DOCUMENT EXCERPT:
# Slick Low Shop Stool



## jmarkwolf (Mar 27, 2016)

Wasn't sure which forum to post this item, but here goes.

There is a Harbor Freight item I always thought would make a nice stool. It's designed as  a dirt bike stand with 1000lb capacity (item#67151 ).

Many times I find myself working on something that I can't get to a more convenient height, and my current  stools are a little low (and seem to be getting lower every year), so I bought it with a 25% off coupon ($30 - 25% = $23).

I was pleased to find that it is indeed a nice comfortable low stool. It's height is a comfortable 16", it has cross braces that will support a tray for stashing tools, and even has a built-in "back pressure reducer" for those infrequent gaseous moments! 

What's not to love?


----------



## kd4gij (Mar 27, 2016)

Neat with the hole in the middle it can have duel  purposed.

DATASET ENTRIES:

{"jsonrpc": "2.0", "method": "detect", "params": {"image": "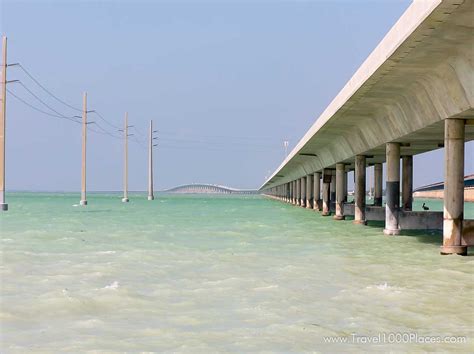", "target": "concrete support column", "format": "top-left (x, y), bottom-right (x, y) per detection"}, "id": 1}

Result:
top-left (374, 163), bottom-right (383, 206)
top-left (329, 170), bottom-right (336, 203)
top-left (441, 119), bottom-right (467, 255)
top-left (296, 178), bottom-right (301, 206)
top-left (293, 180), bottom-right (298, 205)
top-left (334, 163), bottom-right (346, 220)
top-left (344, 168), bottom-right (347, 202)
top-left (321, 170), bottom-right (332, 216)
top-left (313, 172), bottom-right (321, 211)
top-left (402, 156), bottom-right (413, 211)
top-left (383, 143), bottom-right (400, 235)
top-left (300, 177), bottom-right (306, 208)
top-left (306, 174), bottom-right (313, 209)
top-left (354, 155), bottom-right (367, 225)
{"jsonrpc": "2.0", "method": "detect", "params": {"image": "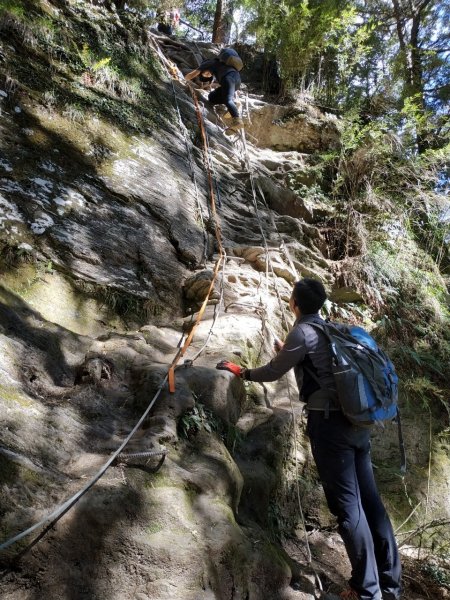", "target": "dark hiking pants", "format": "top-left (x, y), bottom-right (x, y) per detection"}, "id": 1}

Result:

REQUIRED WORK:
**A.** Answer these from the shop stool thread, one line each:
(i) What weight capacity is the Harbor Freight stand rated for?
(ii) How tall is the stool?
(iii) What did it cost after the coupon?
**B.** Translate this sentence from the shop stool thread into Spanish: "I was pleased to find that it is indeed a nice comfortable low stool."
**C.** Continue the shop stool thread from where it stops.

WRITTEN ANSWERS:
**A.**
(i) 1000 lb
(ii) 16"
(iii) $23

**B.** Me alegró descubrir que, en efecto, es un taburete bajo, bonito y cómodo.

**C.**
----------



## Ulma Doctor (Mar 28, 2016)

i had one to perch my 01' Yamaha 426 on. 
it was a really nice platform to work on the bike as well as park it .

for a few extra dollars, you can get a K&N Filter fresh air kit, for those moments of odoriferous emanations


----------



## TOOLMASTER (Mar 28, 2016)

vented


----------



## alloy (Apr 10, 2016)

I have one of these that I use to work on manual transmissions with.  I put them in nose down on the center hole.  Makes it easy to work on them.   Definitely worth the money.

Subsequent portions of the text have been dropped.